According to some aspects, communication interface 1115 operates at a boundary between communicating entities (such as computing device 1100, one or more user devices, a cloud, and one or more databases) and channel 1130 and can record and process communications. In some cases, communication interface 1115 is provided to enable a processing system coupled to a transceiver (e.g., a transmitter and/or a receiver). In some examples, the transceiver is configured to transmit (or send) and receive signals for a communications device via an antenna.

According to some aspects, I/O interface 1120 is controlled by an I/O controller to manage input and output signals for computing device 1100. In some cases, I/O interface 1120 manages peripherals not integrated into computing device 1100. In some cases, I/O interface 1120 represents a physical connection or port to an external peripheral. In some cases, the I/O controller uses an operating system such as iOS®, ANDROID®, MS-DOS®, MS-WINDOWS®, OS/2®, UNIX®, LINUX®, or other known operating system. In some cases, the I/O controller represents or interacts with a modem, a keyboard, a mouse, a touchscreen, or a similar device. In some cases, the I/O controller is implemented as a component of a processor. In some cases, a user interacts with a device via I/O interface 1120 or via hardware components controlled by the I/O controller.

According to some aspects, user interface component(s) 1125 enable a user to interact with computing device 1100. In some cases, user interface component(s) 1125 include an audio device, such as an external speaker system, an external display device such as a display screen, an input device (e.g., a remote-control device interfaced with a user interface directly or through the I/O controller), or a combination thereof. In some cases, user interface component(s) 1125 include a GUI, such as the one described with reference to FIG. 2.

Accordingly, the present disclosure includes the following aspects.

A method for image generation is described. One or more aspects of the method include obtaining a prompt input and a color input, wherein the prompt input describes an image element and the color input indicates a color palette; performing an optimization of an intermediate noise map by computing a color loss based on the color input to obtain a conditioned noise map; and generating, using an image generation model, a synthetic image based on the prompt input and the conditioned noise map, wherein the synthetic image depicts the image element and includes colors from the color palette.

━━━━━━━━

Do this:
Rewrite the stretch of the interface excerpt from "According to some aspects, user" through "the following aspects.", switching "speaker system" to "headphone set". Rely only on the interface excerpt when responding.

Extracted records:
━━━━━━━━

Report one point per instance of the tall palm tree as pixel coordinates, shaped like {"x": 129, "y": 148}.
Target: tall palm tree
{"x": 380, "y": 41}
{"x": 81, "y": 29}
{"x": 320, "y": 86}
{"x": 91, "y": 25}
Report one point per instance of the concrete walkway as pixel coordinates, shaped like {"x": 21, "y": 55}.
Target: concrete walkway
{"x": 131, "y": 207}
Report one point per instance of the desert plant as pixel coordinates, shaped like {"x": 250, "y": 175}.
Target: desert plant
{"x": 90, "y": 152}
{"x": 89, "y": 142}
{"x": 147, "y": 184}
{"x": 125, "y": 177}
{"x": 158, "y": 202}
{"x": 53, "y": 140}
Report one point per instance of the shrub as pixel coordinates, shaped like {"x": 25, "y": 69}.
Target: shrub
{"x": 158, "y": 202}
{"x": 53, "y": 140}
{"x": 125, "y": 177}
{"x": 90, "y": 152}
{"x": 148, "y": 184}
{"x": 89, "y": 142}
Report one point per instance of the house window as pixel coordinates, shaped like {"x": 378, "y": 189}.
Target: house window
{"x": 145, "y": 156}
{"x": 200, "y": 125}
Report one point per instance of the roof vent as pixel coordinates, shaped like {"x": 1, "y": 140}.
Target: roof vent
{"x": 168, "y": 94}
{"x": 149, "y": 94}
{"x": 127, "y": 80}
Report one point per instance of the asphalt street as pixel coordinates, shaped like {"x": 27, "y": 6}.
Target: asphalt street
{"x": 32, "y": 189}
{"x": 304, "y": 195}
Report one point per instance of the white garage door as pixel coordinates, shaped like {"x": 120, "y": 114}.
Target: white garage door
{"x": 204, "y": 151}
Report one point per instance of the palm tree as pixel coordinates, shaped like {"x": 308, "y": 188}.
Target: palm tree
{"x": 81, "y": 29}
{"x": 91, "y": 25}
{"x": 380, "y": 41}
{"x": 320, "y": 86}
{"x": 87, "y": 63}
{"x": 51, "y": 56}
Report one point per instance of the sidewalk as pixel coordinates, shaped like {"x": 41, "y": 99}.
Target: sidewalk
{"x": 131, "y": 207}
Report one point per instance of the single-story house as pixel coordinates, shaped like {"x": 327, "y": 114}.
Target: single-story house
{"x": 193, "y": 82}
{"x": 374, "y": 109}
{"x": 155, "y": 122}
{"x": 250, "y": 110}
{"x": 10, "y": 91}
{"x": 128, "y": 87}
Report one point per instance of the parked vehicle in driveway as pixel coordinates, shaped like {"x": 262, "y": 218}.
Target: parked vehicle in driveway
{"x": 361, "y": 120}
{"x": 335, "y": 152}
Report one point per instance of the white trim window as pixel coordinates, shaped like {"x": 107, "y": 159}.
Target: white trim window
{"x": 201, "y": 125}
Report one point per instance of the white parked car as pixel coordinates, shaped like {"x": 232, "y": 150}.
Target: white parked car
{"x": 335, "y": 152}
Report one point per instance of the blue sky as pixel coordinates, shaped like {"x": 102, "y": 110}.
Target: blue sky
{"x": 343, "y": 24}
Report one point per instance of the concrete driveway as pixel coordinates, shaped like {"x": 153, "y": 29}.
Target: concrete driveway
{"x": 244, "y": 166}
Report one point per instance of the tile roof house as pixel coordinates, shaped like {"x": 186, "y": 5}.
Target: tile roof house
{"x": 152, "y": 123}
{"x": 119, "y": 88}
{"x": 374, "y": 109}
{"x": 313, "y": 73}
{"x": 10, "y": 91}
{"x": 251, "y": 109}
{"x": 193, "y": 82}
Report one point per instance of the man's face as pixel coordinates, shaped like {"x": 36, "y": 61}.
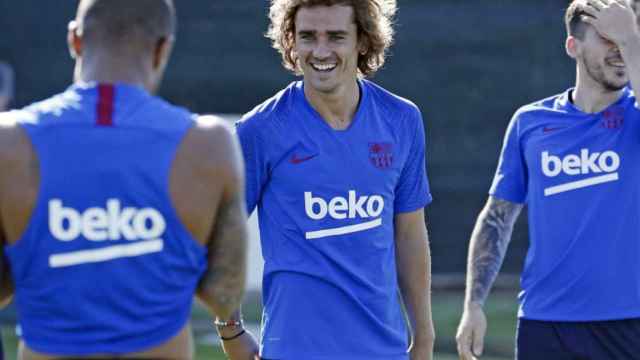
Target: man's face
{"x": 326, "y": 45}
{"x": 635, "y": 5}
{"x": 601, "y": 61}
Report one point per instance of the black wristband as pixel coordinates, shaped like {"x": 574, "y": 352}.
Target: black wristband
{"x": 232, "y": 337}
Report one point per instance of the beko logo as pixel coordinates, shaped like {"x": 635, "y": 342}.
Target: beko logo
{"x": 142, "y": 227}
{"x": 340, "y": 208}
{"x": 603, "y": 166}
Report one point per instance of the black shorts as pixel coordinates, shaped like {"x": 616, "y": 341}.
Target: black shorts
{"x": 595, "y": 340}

━━━━━━━━

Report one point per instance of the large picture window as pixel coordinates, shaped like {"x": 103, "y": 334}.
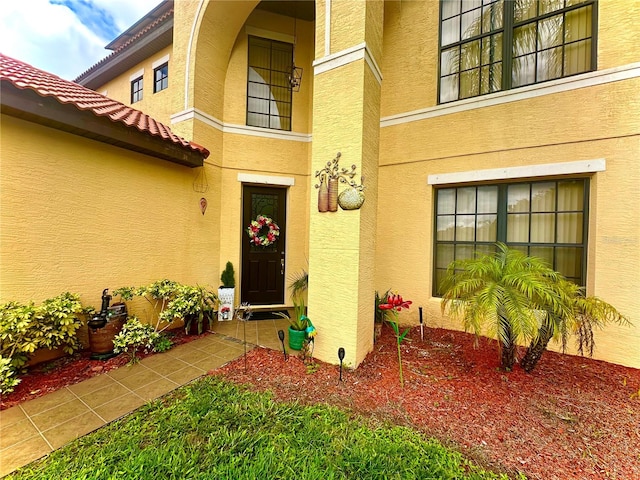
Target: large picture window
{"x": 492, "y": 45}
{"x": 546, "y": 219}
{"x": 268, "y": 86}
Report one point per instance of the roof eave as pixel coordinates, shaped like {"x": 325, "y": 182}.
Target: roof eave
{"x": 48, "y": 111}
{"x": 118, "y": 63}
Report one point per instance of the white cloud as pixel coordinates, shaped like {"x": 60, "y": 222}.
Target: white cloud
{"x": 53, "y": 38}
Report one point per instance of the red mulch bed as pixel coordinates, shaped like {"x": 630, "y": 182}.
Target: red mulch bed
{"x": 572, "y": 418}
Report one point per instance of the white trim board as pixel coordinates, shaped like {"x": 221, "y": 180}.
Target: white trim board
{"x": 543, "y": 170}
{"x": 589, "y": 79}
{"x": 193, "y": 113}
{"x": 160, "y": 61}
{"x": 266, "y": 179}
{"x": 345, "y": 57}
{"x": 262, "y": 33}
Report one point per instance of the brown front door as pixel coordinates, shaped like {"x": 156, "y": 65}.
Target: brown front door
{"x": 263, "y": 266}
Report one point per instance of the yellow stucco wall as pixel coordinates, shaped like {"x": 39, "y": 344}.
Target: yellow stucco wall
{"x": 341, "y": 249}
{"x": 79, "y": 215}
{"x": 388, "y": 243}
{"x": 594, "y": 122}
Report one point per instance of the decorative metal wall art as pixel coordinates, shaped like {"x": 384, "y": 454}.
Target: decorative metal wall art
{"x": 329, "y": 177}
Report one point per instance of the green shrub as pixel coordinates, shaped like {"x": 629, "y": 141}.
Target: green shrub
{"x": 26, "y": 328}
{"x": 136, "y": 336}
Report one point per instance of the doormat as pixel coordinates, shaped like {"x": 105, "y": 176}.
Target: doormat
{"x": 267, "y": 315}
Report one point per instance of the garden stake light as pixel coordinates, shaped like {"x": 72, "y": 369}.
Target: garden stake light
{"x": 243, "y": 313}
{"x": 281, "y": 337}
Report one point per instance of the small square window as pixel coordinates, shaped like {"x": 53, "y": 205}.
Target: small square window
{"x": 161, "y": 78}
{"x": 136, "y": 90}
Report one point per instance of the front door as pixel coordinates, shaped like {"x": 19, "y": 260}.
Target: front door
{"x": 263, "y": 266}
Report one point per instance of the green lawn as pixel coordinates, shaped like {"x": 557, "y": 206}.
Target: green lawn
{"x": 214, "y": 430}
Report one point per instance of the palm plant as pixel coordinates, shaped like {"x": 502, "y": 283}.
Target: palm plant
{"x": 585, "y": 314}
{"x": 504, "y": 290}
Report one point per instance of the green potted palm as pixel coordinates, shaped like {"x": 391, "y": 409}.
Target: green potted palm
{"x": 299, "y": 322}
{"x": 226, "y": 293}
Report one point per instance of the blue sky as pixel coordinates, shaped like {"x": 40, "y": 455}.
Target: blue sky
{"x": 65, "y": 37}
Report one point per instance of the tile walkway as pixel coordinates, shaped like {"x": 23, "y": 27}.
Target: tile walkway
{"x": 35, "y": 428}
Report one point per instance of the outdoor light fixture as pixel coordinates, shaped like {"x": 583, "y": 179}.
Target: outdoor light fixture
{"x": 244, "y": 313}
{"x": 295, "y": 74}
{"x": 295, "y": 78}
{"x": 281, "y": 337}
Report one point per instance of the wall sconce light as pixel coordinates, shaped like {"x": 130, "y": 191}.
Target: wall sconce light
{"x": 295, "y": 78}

━━━━━━━━

Output of the task:
According to some aspects, user interface component(s) 1125 enable a user to interact with computing device 1100. In some cases, user interface component(s) 1125 include an audio device, such as an external headphone set, an external display device such as a display screen, an input device (e.g., a remote-control device interfaced with a user interface directly or through the I/O controller), or a combination thereof. In some cases, user interface component(s) 1125 include a GUI, such as the one described with reference to FIG. 2.

Accordingly, the present disclosure includes the following aspects.